▶ _Testo da leggere_

Il pensiero e la memoria, l'11 settembre scorso, quarantaseiesimo anniversario del radiomessaggio "Chiesa di Cristo luce delle genti", accolto, nel 1962, come carta d'imbarco, inviata dal Pontefice ai vescovi in procinto di recarsi a Roma per l'inizio del concilio Vaticano ii; finalizzato alla santificazione delle comunità cattoliche (Chiesa ad intra) e alla ripresa di una più vigorosa evangelizzazione e di un servizio dell'umanità intera (Chiesa ad extra). L'ho contemplato a Camaitino, dove dimoro sul declivio del Colle San Giovanni, che sovrasta il paese nativo di Angelo Giuseppe Roncalli, casa da lui abitata negli anni 1925-1958 nei periodi di riposo, concessi annualmente dalla Santa Sede ai suoi rappresentanti sparsi nei cinque continenti.
Nel fluire delle sequenze rividi la famiglia Scotti Guffanti (donatrice di Camaitino), gli addetti alla segreteria di Stato, le suore delle poverelle attorno al Pontefice per la stesura dell'atto notarile di donazione. Ricordo una chiosa del Papa: "Va da sé, che, vita natural durante, il mio segretario occupi, quando crede, quelle mie camere", e io a obiettare timidamente: "Santo Padre, sono già da adesso occupate, meta continua di numerosi visitatori", e lui a chiedere stupito: "Ma dopo la mia morte, chi volete che vada a Sotto il Monte?". Un attimo di silenzio e il tocco finale: "Però, però non si sa mai".
Ripensavo a quell'episodio mentre scorrevano le immagini, presente il regista Salvatore Nocita e i produttori bergamaschi di Officina della comunicazione.

▶ _Estratto dei dati_
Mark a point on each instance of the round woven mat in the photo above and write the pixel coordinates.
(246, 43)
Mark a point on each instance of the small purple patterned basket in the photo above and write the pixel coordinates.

▶ _Esercizi proposti_
#1 Puoi riportare dal testo su Camaitino e Roncalli tutto ciò che va da "Nel fluire delle" fino a "Officina della comunicazione."?
#2 Sapresti proseguire il testo su Camaitino e Roncalli a partire dall'ultima frase riportata?

▶ _Risposte_
#1
Nel fluire delle sequenze rividi la famiglia Scotti Guffanti (donatrice di Camaitino), gli addetti alla segreteria di Stato, le suore delle poverelle attorno al Pontefice per la stesura dell'atto notarile di donazione. Ricordo una chiosa del Papa: "Va da sé, che, vita natural durante, il mio segretario occupi, quando crede, quelle mie camere", e io a obiettare timidamente: "Santo Padre, sono già da adesso occupate, meta continua di numerosi visitatori", e lui a chiedere stupito: "Ma dopo la mia morte, chi volete che vada a Sotto il Monte?". Un attimo di silenzio e il tocco finale: "Però, però non si sa mai".
Ripensavo a quell'episodio mentre scorrevano le immagini, presente il regista Salvatore Nocita e i produttori bergamaschi di Officina della comunicazione.

#2
A quarantacinque anni dal transito del Papa, a mezzo secolo dalla sua elezione, ospite dell'Istituto del beato Luigi Maria Palazzolo, io sono davvero quassù e ammiro in questa casa le rapide sequenze selezionate con metodo rigoroso, eloquenti e convincenti, perché proposte con tocchi rapidi e illustrate con immagini non ingiallite, tuttora calde e movimentate, prive di artifici retorici, riproposte da testimoni superiori a ogni elogio, estranei ai canoni della pubblicità, come lo sono le mie riflessioni, che emanano ardore moderato dalla consapevolezza di appartenere alla Chiesa generata dal sangue di Cristo. Il discorso del film è diretto, si snoda come un gomitolo sul filo di un evento arcano: "Venne un uomo mandato da Dio" (Giovanni 1, 6).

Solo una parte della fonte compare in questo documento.